02/01/2020 - Interviews
SEBASTIEN PRESCHOUX
Sébastien Preschoux, artiste parisien autodidacte, est connu pour ses installations à la main de fils tendus et sa pratique de l'art optique. Insistant sur l’importance du travail manuel, l’artiste fait l'éloge de la valeur et des possibilités du corps humain en tant qu'outil parfait pour créer et apprécier l'art.
Peux-tu te présenter en quelques mots ?
Sébastien Preschoux : Sébastien Preschoux, 45 ans, artiste/plasticien autodidacte. Style artistique, art optique et cinétique.
Comment ton parcours artistique a-t-il débuté ?
Sébastien Preschoux : Je considère plusieurs points de départ à mon parcours, le premier est celui d’une découverte et de la naissance de ma sensibilité à des productions artistiques qui m’entouraient lors de mon enfance et mon adolescence. Petit, j’étais fasciné par l’arrière des panneaux publicitaires 4x3 ornés de la reproduction d’une peinture de Vasarely, des motifs géométriques sur les murs anti-bruit des autoroutes aux abords de Paris, qui, avec le mouvement de la voiture s’animaient et lors d’une visite au musée de Grenoble la sphère de François Morrelet. Ado, c’est la culture skate qui m’a façonné et notamment les visuels des planches, l’audace de certaines marques quant au graphisme de leur publicité et ma confrontation visuelle à mon premier graff, une vraie révélation sur la possibilité de prendre la liberté de s’exprimer sans avoir à se justifier ou demander l’autorisation. Plus tard, l’amalgame de toutes ces rencontres visuelles a fait naître une envie, en réponse à un besoin, de m’exprimer malgré des codes scolaires et sociétaux très puissants comme « tu ne peux être légitime que si tu as reçu l’enseignement nécessaire à tes ambitions ». Finalement, c’est en faisant, en produisant que j’ai acquis une certaine reconnaissance qui me rend fier aujourd’hui d’être autodidacte et qui s’impose comme un choix de vie. La passion est plus forte que les codes imposés. Donc, l’ultime début de mon parcours reste le jour où j’ai pris la décision d’en faire mon métier, et de me consacrer à 100% à cette ambition, il y a 15 ans.

- Données enregistrées:
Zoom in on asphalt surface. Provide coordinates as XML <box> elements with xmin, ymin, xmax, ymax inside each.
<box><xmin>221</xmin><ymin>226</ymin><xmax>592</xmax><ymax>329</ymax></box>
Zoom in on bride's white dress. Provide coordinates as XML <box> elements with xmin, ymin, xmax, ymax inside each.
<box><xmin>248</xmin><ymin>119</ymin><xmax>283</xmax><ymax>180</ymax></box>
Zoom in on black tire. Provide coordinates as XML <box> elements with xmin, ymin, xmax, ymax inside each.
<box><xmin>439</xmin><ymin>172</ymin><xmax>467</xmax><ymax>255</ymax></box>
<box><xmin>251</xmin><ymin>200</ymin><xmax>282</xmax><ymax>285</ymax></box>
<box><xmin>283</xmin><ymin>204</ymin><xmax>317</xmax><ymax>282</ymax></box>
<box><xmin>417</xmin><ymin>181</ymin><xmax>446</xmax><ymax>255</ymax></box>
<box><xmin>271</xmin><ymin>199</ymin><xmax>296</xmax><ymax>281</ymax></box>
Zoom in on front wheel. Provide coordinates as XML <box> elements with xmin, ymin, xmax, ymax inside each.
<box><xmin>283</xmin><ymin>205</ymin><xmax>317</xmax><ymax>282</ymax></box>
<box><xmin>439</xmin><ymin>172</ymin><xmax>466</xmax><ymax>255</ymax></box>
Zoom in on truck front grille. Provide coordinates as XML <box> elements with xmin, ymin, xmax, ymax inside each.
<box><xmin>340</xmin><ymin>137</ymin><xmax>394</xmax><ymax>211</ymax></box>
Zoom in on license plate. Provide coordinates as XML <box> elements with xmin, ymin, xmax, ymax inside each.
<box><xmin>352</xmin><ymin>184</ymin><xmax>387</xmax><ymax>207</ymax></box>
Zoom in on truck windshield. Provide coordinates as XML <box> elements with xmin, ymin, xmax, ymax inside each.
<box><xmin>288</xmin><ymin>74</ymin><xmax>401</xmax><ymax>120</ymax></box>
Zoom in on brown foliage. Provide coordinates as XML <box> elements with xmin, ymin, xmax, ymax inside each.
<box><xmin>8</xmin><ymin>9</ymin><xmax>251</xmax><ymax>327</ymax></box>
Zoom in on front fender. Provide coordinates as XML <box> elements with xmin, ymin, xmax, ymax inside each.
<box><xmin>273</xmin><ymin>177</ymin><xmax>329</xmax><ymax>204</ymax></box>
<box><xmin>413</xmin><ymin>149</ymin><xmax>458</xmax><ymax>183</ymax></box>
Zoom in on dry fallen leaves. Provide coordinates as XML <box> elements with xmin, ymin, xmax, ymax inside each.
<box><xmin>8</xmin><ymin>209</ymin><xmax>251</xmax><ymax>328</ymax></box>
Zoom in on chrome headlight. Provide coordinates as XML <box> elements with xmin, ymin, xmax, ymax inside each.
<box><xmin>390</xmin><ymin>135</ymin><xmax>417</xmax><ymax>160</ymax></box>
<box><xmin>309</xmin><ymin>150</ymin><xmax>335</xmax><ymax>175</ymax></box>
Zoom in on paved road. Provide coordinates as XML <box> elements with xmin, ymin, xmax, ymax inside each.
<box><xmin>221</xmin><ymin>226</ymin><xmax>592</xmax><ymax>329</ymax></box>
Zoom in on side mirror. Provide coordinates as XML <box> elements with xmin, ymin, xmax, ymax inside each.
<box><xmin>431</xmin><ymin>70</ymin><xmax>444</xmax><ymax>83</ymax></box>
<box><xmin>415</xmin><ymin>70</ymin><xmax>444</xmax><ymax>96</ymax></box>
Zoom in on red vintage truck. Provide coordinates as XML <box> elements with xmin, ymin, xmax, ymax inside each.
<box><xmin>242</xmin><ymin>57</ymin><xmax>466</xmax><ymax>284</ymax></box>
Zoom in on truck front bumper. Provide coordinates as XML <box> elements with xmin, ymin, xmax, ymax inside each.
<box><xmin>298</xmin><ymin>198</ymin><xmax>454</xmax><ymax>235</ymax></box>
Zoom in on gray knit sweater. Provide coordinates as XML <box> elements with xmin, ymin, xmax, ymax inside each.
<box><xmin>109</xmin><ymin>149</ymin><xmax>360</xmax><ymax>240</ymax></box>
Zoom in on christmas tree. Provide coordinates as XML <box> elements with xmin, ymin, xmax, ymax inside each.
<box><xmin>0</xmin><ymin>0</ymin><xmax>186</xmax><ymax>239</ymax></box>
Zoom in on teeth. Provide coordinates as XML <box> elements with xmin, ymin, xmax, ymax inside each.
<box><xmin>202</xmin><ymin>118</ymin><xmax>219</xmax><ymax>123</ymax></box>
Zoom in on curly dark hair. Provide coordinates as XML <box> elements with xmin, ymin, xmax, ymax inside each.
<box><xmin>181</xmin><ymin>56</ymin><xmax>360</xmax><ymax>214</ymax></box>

- Consigne:
Recopiez mot pour mot le passage de l'entretien qui va de « 02/01/2020 - Interviews » à « quelques mots ? ». Les lignes n'ont ici aucun rôle.

- Réponse attendue:
02/01/2020 - Interviews
SEBASTIEN PRESCHOUX
Sébastien Preschoux, artiste parisien autodidacte, est connu pour ses installations à la main de fils tendus et sa pratique de l'art optique. Insistant sur l’importance du travail manuel, l’artiste fait l'éloge de la valeur et des possibilités du corps humain en tant qu'outil parfait pour créer et apprécier l'art.
Peux-tu te présenter en quelques mots ?